## Problem statement
Copy every row below without changing a single character.
[start Exercise inputs]
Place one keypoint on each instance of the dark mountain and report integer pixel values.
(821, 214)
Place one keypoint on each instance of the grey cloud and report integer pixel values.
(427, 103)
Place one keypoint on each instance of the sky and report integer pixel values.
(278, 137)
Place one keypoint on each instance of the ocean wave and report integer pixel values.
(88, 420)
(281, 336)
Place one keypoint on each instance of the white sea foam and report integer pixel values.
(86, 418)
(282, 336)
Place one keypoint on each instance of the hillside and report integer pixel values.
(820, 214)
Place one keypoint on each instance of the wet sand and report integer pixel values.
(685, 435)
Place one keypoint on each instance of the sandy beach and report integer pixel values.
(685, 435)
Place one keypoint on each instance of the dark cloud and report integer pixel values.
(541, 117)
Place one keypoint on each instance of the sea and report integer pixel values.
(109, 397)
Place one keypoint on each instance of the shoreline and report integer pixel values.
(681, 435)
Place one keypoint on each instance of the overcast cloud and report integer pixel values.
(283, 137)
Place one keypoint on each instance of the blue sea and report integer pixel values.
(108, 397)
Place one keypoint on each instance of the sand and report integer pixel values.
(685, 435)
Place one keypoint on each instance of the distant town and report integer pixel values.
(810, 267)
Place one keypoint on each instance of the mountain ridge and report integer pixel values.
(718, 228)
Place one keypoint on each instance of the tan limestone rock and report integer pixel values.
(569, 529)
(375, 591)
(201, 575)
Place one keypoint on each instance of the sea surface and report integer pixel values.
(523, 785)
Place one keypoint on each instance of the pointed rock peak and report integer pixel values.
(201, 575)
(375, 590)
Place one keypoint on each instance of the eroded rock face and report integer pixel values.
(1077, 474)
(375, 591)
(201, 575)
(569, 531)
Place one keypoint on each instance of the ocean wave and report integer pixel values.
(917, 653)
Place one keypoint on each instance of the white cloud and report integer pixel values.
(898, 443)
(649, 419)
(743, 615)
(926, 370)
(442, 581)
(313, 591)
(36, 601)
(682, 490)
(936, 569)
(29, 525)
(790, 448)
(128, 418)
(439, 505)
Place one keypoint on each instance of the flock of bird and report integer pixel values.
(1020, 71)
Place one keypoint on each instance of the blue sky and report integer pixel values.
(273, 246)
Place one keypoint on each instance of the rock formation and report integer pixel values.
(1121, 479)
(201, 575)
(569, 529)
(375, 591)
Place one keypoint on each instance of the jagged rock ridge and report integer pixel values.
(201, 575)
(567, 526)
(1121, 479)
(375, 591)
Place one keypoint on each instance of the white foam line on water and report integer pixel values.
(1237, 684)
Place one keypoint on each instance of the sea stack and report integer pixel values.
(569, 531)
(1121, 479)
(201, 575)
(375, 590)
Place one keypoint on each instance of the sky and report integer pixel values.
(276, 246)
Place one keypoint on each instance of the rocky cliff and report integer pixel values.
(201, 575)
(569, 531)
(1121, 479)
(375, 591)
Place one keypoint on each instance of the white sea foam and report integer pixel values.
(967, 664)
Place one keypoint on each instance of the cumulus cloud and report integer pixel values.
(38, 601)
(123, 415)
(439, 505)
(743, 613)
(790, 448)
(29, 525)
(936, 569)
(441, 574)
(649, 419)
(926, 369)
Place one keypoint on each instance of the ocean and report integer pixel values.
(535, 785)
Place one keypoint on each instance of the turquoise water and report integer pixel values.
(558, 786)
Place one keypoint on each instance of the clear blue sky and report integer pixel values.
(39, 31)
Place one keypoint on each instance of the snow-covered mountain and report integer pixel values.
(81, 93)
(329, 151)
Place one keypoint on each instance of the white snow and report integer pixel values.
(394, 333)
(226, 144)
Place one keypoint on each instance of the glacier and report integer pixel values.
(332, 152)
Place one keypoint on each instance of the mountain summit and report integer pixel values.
[end Exercise inputs]
## Exercise output
Place one keypoint on each instance of the dark mountain and report integer pixel values.
(821, 214)
Place one keypoint on each instance of the grey cloud and report integer pixel values.
(427, 103)
Place one keypoint on each instance of the sky and report integer pixel values.
(278, 137)
Place one keypoint on each instance of the ocean wave and report integer pixel values.
(88, 420)
(281, 336)
Place one keypoint on each instance of the white sea foam and report integer pixel values.
(86, 418)
(282, 336)
Place one keypoint on each instance of the hillside and report integer pixel values.
(820, 214)
Place one keypoint on each instance of the wet sand and report integer pixel values.
(685, 435)
Place one keypoint on each instance of the sandy beach and report integer pixel values.
(685, 435)
Place one keypoint on each instance of the dark cloud and report integer pixel values.
(541, 117)
Place one keypoint on each instance of the sea and report integer pixel values.
(109, 397)
Place one keypoint on each instance of the shoreline and report integer pixel values.
(681, 435)
Place one keypoint on each instance of the overcast cloud and report integer pixel values.
(283, 137)
Place one keypoint on each instance of the blue sea and report integer pixel values.
(108, 397)
Place one keypoint on each instance of the sand and report integer pixel values.
(685, 435)
Place one keypoint on each instance of the distant town and report integer pixel values.
(810, 267)
Place one keypoint on each instance of the mountain ridge and report integer pixel values.
(718, 228)
Place one keypoint on each instance of the tan limestone rock and report integer pixel values.
(569, 529)
(375, 591)
(201, 575)
Place one keypoint on each instance of the sea surface and report integer pixel values.
(523, 785)
Place one keypoint on each instance of the pointed rock peak and report integer pixel values.
(201, 575)
(375, 590)
Place one keypoint on each instance of the eroded rock face and report integer pixel values.
(1077, 474)
(375, 591)
(201, 575)
(569, 531)
Place one keypoint on each instance of the ocean wave and report integer pixel values.
(917, 653)
Place one keypoint on each instance of the white cloud and report integer pixel values.
(898, 443)
(649, 419)
(743, 615)
(926, 370)
(442, 581)
(313, 591)
(36, 601)
(682, 490)
(936, 569)
(29, 525)
(790, 448)
(128, 418)
(439, 505)
Place one keypoint on each instance of the flock of bird and report integer pixel values.
(1020, 71)
Place one keypoint on each instance of the blue sky and report integer pixel values.
(273, 246)
Place one keypoint on each instance of the rock formation and report integer pixel values.
(1121, 479)
(201, 575)
(569, 529)
(375, 591)
Place one keypoint on each instance of the jagged rock ridge and report integer pixel values.
(201, 575)
(567, 526)
(1121, 479)
(375, 591)
Place one keypoint on each instance of the white foam line on water and report integer pixel values.
(1237, 684)
Place one keypoint on each instance of the sea stack and report integer pixel values.
(569, 531)
(1121, 479)
(201, 575)
(375, 590)
Place one keypoint on each instance of the sky and report integer pixel values.
(276, 246)
Place one keypoint on each instance of the rocky cliff and report integer pixel values.
(201, 575)
(569, 531)
(1121, 479)
(375, 591)
Place one keypoint on each instance of the white sea foam and report integer pixel values.
(967, 664)
Place one keypoint on each instance of the cumulus cloud and report integer pixel values.
(38, 601)
(123, 415)
(439, 505)
(743, 613)
(790, 448)
(29, 525)
(936, 569)
(441, 574)
(649, 419)
(926, 369)
Place one keypoint on each instance of the ocean and report integer pixel values.
(535, 785)
Place one keypoint on each instance of the turquoise water and report integer pixel values.
(558, 786)
Place one keypoint on each instance of the clear blue sky and report integer pixel values.
(39, 31)
Place one keypoint on each instance of the snow-covered mountain and report integer pixel values.
(81, 93)
(329, 151)
Place one keypoint on each instance of the white snow and report integer pixel values.
(394, 333)
(226, 144)
Place one keypoint on each instance of the glacier and report integer pixel values.
(332, 152)
Place one keypoint on each instance of the mountain summit and report integer pixel values.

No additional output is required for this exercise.